[Excerpts from a detection dataset]
┄┄┄┄┄┄┄┄┄┄┄┄┄┄┄┄┄┄┄┄

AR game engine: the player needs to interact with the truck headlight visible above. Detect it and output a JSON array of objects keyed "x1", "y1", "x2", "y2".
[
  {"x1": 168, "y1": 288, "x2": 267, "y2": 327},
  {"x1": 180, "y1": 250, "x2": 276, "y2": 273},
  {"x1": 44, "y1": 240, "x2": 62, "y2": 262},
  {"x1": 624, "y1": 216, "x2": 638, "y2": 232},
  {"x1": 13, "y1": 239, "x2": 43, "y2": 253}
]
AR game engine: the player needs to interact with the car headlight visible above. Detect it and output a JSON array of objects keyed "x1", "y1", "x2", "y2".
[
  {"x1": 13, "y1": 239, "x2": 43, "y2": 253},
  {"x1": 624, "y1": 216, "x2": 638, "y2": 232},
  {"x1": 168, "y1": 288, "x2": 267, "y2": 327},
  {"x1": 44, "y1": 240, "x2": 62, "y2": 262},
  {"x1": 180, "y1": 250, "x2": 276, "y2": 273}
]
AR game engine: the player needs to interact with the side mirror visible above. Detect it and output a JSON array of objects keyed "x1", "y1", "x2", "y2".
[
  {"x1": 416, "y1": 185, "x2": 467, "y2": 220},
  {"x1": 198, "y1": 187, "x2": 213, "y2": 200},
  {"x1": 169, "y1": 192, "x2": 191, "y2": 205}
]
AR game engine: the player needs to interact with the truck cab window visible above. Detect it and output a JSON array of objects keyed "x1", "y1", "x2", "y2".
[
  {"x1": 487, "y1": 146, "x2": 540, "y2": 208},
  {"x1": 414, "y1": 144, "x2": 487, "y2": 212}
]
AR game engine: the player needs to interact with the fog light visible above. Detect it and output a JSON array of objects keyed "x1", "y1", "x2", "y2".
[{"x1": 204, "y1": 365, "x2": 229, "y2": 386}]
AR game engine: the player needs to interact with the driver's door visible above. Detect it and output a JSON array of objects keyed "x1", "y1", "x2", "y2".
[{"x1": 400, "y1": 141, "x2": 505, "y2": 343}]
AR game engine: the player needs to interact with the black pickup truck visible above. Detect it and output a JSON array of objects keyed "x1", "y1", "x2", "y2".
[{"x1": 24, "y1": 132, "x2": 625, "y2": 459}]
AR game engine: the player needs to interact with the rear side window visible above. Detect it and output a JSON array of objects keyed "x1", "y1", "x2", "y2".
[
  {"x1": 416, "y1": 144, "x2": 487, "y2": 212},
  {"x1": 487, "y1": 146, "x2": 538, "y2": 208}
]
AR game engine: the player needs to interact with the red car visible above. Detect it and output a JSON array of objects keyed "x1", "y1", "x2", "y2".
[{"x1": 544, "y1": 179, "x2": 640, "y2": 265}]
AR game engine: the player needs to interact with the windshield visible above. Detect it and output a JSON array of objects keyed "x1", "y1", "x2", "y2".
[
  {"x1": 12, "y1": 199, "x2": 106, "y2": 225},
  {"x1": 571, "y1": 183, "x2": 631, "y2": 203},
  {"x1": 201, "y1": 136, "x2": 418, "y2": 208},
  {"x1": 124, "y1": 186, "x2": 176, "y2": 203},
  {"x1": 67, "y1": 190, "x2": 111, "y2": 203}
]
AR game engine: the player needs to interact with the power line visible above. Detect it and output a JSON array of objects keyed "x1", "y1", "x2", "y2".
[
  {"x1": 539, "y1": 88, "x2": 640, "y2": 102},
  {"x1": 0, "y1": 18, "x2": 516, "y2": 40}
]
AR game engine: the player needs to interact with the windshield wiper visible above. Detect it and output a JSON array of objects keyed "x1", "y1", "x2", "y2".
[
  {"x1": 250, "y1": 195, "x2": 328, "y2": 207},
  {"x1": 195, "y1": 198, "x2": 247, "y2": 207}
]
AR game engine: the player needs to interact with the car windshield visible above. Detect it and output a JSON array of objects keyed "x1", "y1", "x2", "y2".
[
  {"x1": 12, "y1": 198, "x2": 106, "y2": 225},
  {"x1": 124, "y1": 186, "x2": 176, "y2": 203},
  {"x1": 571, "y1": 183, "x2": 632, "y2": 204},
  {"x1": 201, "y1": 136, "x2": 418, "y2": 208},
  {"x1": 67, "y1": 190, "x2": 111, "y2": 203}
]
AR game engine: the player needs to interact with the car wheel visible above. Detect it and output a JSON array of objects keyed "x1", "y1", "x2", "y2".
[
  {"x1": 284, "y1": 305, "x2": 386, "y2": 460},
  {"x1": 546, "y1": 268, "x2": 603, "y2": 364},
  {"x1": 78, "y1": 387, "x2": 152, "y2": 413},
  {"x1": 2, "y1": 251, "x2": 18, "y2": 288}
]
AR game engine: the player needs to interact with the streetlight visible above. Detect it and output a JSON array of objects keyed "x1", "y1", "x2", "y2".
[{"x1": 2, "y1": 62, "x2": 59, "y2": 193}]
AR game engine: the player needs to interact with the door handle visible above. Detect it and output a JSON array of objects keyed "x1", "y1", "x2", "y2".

┄┄┄┄┄┄┄┄┄┄┄┄┄┄┄┄┄┄┄┄

STATED GOAL: Gather every line of the data above that contains the word "truck", and copy each one out in full. Treat uppercase and lowercase as different.

SOLVED PROBLEM:
AR game engine: the player needs to interact with the truck headlight visible above. Detect it and output a JSON array of objects keyed "x1", "y1", "x2", "y2".
AR game engine: the player needs to interact with the truck cab window visible above. Detect it and output a JSON array of objects keyed "x1", "y1", "x2", "y2".
AR game engine: the player needs to interact with the black pickup truck visible above. Detect it and output a JSON array of objects keyed "x1", "y1", "x2", "y2".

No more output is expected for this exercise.